**Assigned task 1**
Using the news report below on Victoria's Easter COVID-19 advice, decide whether each statement agrees with it. For each of (a), (b) and (c), answer yes or no and quote the words from the report that decide it.
(a) Police will fine people who travel directly to their own holiday home and stay there for the whole trip.
(b) The number of laboratories around the state carrying out tests has increased to 34.
(c) People over 65 who are unwell will be tested only if they have underlying conditions.
**Assigned task 2**
According to the news report below, what was the state's total number of COVID-19 infections after Monday's new cases?

**Text excerpt**
The state’s chief health officer has urged Victorians to stay home this Easter, saying holidaymakers are unlikely to be welcome in small coastal and regional communities.
Police also want people to stay at home for the holidays but say they will not be issuing fines to people visiting their own holiday home, if they travelled directly there and stayed at the holiday accommodation for the duration of their trip.
Victoria's Chief Health Officer Brett Sutton said the only way to avoid risk when visiting holiday homes would be for families to confine themselves there for the duration of their trip and distance themselves from contact with local people or businesses.
Twenty-three new diagnosed COVID-19 cases were reported on Monday, bringing the state’s total number of infections to 1158, including about 620 Victorians who have recovered from the illness.
Health Minister Jenny Mikakos also reported two new fatalities from the illness in the state, with the deaths of a man in his 50s and a woman in her 80s bringing Victoria’s death toll to 10.
Ms Mikakos and Professor Sutton say the state is now in a position to carry out an expanded testing program for the virus in an effort to gauge the true rate of community transmission of COVID-19.
Emergency services personnel, school teachers, childcare and other workers will now be tested if they display ‘acute respiratory’ symptoms. Anyone aged over 65 and unwell will also be tested, even if there are no underlying conditions.
An increase in the number of laboratories around the state carrying out tests to 34, and a dramatic drop in the number of international arrivals who need tests have allowed the state’s screening effort to enter a new phase, the health minister said.
But with about 250,000 Victorians typically showing sniffles, coughs or other respiratory symptoms on any given day, testing of everyone displaying those signs was impractical, Professor Sutton said.

**Supplied entries**

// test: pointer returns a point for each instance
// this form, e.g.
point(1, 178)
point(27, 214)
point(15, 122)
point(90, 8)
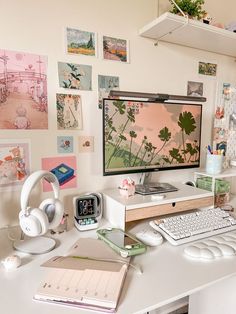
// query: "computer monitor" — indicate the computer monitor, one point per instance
point(146, 136)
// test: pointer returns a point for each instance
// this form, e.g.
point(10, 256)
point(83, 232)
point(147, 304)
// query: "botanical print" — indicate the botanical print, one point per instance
point(75, 76)
point(146, 134)
point(195, 89)
point(64, 169)
point(115, 49)
point(69, 115)
point(105, 84)
point(23, 90)
point(14, 162)
point(65, 144)
point(207, 68)
point(80, 42)
point(86, 144)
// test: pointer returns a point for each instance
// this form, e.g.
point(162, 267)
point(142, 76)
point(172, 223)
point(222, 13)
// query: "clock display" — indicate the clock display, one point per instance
point(86, 207)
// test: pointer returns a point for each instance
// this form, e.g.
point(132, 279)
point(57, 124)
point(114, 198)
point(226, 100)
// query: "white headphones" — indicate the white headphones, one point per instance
point(36, 221)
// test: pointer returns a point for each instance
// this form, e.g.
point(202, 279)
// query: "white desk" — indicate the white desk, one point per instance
point(168, 276)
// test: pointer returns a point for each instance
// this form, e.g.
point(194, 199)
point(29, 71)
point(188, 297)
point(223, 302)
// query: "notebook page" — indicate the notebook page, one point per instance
point(92, 287)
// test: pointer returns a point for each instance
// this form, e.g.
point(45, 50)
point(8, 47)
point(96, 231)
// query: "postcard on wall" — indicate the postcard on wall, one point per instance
point(23, 90)
point(75, 76)
point(195, 89)
point(105, 84)
point(69, 112)
point(86, 144)
point(14, 162)
point(64, 169)
point(80, 42)
point(206, 68)
point(65, 144)
point(115, 49)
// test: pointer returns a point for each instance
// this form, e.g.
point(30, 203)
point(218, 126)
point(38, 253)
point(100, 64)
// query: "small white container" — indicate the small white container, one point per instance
point(214, 163)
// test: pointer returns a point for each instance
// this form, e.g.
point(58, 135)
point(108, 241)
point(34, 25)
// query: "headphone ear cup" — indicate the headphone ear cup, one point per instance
point(54, 211)
point(34, 223)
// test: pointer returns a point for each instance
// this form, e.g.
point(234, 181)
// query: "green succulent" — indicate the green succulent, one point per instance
point(191, 7)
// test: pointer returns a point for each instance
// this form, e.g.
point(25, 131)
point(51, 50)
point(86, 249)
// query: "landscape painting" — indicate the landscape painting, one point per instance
point(80, 42)
point(69, 115)
point(75, 76)
point(140, 135)
point(115, 49)
point(23, 90)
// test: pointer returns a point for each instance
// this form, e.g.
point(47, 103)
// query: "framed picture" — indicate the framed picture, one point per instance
point(115, 49)
point(105, 84)
point(23, 91)
point(81, 42)
point(69, 113)
point(75, 76)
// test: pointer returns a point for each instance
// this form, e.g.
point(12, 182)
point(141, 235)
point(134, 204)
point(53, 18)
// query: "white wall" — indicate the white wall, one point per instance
point(38, 27)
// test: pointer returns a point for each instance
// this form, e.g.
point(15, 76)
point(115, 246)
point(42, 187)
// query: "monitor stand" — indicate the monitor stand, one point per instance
point(147, 188)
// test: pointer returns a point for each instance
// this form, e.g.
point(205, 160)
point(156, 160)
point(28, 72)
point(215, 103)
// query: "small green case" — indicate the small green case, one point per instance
point(122, 242)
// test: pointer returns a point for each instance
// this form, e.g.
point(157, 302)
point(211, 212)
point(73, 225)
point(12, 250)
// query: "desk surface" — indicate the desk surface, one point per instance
point(167, 276)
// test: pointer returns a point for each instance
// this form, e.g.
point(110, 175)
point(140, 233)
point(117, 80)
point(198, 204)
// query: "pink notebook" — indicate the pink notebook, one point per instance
point(91, 276)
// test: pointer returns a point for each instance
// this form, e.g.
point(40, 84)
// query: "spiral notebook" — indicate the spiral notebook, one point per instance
point(91, 277)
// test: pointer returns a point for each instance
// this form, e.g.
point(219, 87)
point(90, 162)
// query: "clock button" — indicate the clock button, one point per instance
point(128, 246)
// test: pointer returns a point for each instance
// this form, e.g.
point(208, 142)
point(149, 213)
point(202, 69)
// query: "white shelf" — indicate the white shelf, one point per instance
point(186, 32)
point(231, 172)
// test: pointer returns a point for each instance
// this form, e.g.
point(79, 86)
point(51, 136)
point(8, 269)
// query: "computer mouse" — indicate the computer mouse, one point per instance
point(206, 253)
point(193, 251)
point(226, 249)
point(149, 237)
point(215, 250)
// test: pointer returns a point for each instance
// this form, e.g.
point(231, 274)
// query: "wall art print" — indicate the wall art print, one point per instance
point(14, 162)
point(69, 113)
point(105, 84)
point(23, 90)
point(65, 144)
point(80, 42)
point(75, 76)
point(206, 68)
point(115, 49)
point(64, 169)
point(86, 144)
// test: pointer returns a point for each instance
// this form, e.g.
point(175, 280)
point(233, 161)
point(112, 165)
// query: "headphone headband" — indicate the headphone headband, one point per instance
point(31, 181)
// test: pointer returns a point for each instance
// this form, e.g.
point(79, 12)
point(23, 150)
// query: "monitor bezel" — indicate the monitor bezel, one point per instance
point(154, 169)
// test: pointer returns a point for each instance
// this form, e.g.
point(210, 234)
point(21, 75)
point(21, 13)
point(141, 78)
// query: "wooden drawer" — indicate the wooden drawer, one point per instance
point(165, 209)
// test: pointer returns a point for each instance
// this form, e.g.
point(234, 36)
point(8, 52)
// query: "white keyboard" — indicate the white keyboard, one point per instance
point(184, 228)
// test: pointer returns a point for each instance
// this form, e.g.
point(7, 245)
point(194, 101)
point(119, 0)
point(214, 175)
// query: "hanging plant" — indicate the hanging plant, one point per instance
point(192, 8)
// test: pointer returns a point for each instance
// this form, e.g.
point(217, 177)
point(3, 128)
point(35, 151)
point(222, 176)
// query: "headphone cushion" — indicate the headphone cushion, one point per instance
point(54, 211)
point(35, 223)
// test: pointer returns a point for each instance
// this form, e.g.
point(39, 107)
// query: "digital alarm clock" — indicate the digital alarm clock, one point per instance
point(87, 211)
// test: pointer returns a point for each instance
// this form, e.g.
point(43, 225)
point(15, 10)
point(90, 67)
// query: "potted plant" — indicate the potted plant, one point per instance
point(192, 8)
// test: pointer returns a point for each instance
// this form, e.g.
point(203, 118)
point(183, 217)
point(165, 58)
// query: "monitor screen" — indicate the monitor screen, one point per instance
point(141, 136)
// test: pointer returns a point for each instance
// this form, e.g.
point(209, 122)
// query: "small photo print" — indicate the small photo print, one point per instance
point(115, 49)
point(207, 68)
point(75, 76)
point(65, 144)
point(86, 144)
point(195, 89)
point(105, 84)
point(14, 162)
point(69, 112)
point(80, 42)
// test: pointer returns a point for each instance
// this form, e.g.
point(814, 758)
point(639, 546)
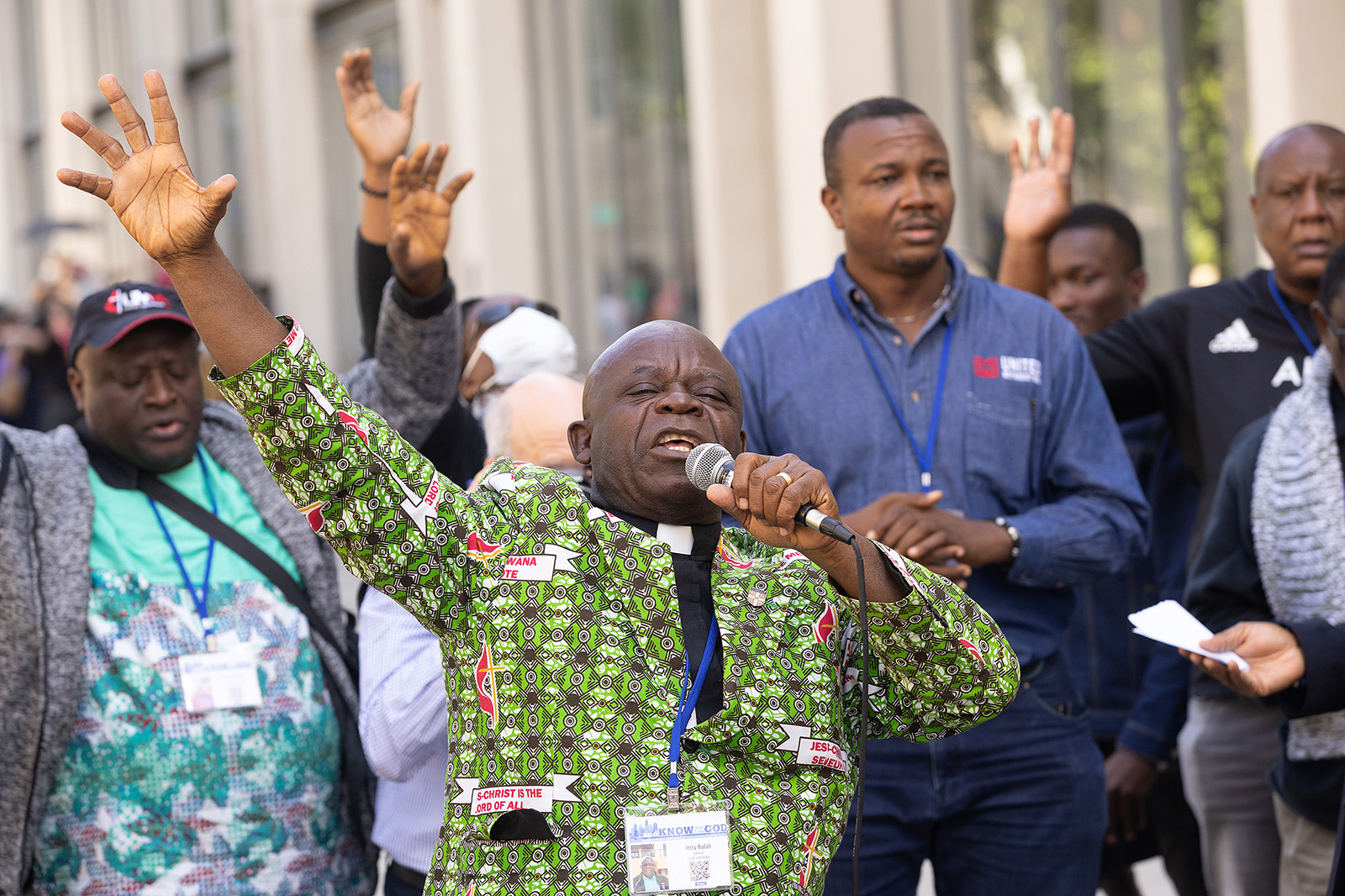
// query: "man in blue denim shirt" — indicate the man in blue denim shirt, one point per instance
point(1024, 436)
point(1094, 271)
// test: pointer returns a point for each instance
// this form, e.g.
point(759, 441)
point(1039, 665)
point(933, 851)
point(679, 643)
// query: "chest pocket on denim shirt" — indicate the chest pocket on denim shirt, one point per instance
point(1001, 450)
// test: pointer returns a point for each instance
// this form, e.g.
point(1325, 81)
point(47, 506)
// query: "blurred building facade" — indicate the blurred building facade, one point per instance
point(651, 158)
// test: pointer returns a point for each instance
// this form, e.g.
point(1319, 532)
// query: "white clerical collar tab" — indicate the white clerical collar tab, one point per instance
point(676, 537)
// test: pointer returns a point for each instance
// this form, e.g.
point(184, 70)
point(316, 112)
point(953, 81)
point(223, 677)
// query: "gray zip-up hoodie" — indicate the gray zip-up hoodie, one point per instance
point(46, 526)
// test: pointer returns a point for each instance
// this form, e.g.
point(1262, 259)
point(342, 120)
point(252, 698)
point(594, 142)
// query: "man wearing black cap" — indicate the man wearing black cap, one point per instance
point(178, 692)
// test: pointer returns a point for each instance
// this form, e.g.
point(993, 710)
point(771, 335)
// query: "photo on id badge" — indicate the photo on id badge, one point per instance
point(678, 851)
point(224, 680)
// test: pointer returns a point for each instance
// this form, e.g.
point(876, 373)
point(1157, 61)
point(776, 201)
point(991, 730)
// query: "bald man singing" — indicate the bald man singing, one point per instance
point(589, 720)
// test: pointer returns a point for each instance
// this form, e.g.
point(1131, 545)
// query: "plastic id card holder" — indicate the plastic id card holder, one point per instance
point(678, 851)
point(219, 680)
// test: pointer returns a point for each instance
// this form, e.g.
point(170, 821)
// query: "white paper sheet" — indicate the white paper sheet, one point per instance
point(1170, 623)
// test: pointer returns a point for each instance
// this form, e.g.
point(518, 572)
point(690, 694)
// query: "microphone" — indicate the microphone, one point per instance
point(712, 465)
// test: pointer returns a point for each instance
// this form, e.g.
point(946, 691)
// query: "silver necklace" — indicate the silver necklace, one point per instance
point(920, 315)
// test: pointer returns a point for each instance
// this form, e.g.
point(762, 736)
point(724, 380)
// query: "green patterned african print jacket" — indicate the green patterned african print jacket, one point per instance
point(562, 653)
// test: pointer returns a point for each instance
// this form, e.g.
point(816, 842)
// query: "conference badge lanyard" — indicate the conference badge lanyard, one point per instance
point(1284, 309)
point(925, 456)
point(215, 678)
point(681, 845)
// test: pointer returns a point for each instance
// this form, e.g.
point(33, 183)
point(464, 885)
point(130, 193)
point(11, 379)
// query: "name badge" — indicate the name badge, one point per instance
point(674, 851)
point(221, 680)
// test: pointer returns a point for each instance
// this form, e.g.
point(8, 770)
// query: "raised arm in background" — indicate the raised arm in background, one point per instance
point(174, 219)
point(1040, 198)
point(380, 134)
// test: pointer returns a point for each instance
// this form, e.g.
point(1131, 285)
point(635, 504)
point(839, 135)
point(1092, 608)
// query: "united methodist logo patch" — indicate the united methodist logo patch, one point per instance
point(481, 549)
point(973, 650)
point(486, 689)
point(123, 300)
point(314, 513)
point(810, 851)
point(825, 625)
point(354, 425)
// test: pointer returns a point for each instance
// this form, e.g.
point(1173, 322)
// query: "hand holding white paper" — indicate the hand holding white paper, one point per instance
point(1170, 623)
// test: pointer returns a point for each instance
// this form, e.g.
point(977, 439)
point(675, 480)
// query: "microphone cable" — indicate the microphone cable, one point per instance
point(864, 709)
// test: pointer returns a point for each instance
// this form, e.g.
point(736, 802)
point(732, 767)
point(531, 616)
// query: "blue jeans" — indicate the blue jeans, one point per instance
point(1013, 806)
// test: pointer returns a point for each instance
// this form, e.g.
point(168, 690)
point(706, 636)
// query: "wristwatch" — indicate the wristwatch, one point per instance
point(1013, 535)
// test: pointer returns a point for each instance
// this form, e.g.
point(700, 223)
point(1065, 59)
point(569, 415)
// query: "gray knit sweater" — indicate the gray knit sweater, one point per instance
point(46, 525)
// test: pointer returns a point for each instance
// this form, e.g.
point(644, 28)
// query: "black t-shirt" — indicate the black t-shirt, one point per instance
point(1210, 360)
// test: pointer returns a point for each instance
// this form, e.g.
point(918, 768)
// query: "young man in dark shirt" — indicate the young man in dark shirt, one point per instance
point(1210, 361)
point(1136, 689)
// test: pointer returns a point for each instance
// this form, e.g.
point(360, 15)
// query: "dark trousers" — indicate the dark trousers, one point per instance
point(1015, 804)
point(1172, 831)
point(398, 882)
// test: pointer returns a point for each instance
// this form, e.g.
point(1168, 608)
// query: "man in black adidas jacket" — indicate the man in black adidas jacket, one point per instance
point(1214, 360)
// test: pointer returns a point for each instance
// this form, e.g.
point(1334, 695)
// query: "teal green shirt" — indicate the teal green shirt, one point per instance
point(239, 801)
point(127, 535)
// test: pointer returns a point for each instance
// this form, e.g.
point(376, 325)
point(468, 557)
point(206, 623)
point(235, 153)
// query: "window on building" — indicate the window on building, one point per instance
point(614, 165)
point(30, 107)
point(1157, 89)
point(340, 27)
point(210, 116)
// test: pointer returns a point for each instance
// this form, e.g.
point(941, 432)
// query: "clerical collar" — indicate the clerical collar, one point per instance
point(696, 541)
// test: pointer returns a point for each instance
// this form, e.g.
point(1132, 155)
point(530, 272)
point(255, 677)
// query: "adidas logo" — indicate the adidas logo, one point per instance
point(1237, 336)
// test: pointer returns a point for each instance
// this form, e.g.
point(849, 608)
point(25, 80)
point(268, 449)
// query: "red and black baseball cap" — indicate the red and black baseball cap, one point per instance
point(108, 315)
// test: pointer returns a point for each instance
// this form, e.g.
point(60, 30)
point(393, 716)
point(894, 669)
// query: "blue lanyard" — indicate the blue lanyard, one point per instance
point(1284, 309)
point(688, 705)
point(197, 596)
point(925, 456)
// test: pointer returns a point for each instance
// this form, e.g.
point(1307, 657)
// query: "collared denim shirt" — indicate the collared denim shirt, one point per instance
point(1026, 430)
point(1137, 688)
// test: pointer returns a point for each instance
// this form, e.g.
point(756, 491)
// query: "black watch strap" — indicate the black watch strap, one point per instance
point(1013, 535)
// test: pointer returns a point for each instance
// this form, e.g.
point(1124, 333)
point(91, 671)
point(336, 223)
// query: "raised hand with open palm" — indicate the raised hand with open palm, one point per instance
point(174, 219)
point(152, 190)
point(420, 219)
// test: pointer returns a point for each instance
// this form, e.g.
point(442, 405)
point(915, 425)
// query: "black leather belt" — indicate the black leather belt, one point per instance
point(1033, 669)
point(407, 875)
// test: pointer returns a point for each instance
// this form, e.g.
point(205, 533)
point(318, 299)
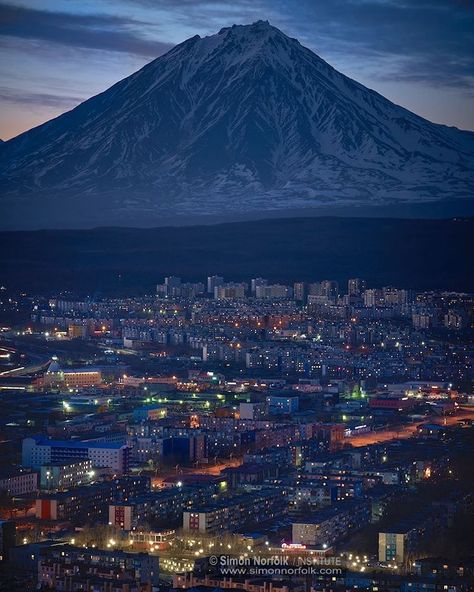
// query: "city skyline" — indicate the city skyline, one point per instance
point(59, 54)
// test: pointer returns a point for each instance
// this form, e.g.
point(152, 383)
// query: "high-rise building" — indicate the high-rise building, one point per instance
point(256, 283)
point(299, 291)
point(355, 287)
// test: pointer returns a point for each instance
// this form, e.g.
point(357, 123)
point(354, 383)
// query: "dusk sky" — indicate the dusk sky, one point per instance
point(57, 53)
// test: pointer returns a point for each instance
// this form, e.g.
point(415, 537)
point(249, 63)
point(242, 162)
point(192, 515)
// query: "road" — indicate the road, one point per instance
point(211, 469)
point(407, 431)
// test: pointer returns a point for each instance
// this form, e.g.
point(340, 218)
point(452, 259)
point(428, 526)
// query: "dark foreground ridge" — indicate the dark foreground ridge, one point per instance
point(418, 254)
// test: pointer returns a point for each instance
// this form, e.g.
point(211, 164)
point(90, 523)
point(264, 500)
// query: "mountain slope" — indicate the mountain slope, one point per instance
point(247, 120)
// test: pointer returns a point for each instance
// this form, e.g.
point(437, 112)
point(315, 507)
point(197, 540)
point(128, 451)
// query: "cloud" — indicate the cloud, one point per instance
point(90, 31)
point(428, 41)
point(22, 97)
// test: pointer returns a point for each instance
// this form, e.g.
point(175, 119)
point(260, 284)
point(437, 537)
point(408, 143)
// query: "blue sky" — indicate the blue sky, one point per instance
point(56, 53)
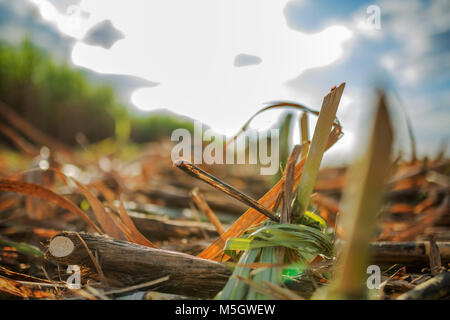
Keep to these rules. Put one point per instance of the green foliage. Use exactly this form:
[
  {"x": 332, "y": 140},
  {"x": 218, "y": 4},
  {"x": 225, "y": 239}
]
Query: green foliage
[
  {"x": 273, "y": 243},
  {"x": 62, "y": 101}
]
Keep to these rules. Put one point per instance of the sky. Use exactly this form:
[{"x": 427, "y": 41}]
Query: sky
[{"x": 219, "y": 61}]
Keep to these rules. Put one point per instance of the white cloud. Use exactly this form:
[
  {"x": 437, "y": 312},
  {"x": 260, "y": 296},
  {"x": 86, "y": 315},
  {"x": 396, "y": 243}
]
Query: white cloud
[{"x": 189, "y": 48}]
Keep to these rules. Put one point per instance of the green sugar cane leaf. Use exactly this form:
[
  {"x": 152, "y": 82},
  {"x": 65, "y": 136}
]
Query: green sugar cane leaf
[
  {"x": 263, "y": 274},
  {"x": 316, "y": 218}
]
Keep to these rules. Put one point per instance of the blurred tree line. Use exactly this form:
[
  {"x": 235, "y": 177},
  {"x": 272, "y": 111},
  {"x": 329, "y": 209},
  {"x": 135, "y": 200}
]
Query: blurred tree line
[{"x": 62, "y": 101}]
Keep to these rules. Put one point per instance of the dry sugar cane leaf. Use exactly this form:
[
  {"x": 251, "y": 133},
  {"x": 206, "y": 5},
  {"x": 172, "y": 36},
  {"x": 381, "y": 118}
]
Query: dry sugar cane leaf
[
  {"x": 35, "y": 190},
  {"x": 135, "y": 235},
  {"x": 304, "y": 130},
  {"x": 252, "y": 217},
  {"x": 319, "y": 141},
  {"x": 18, "y": 289},
  {"x": 289, "y": 185},
  {"x": 276, "y": 105},
  {"x": 366, "y": 181}
]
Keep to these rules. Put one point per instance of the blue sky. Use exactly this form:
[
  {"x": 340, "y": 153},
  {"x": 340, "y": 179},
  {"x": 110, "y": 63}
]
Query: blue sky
[{"x": 301, "y": 48}]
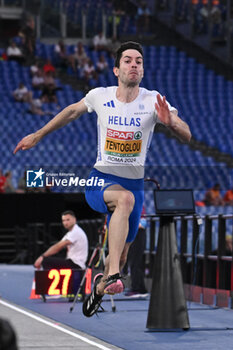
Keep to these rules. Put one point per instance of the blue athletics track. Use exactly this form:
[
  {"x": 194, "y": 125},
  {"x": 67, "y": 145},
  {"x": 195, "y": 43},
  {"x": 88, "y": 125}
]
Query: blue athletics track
[{"x": 50, "y": 325}]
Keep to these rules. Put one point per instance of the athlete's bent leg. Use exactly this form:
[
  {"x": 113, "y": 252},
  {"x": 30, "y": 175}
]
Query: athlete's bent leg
[{"x": 121, "y": 202}]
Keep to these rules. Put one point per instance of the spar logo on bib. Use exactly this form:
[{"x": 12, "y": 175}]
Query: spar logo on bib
[{"x": 123, "y": 143}]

**Task response 1**
(a) No: "they will not be issuing fines to people visiting their own holiday home, if they travelled directly there and stayed at the holiday accommodation for the duration of their trip."
(b) Yes: "An increase in the number of laboratories around the state carrying out tests to 34"
(c) No: "Anyone aged over 65 and unwell will also be tested, even if there are no underlying conditions."

**Task response 2**
1158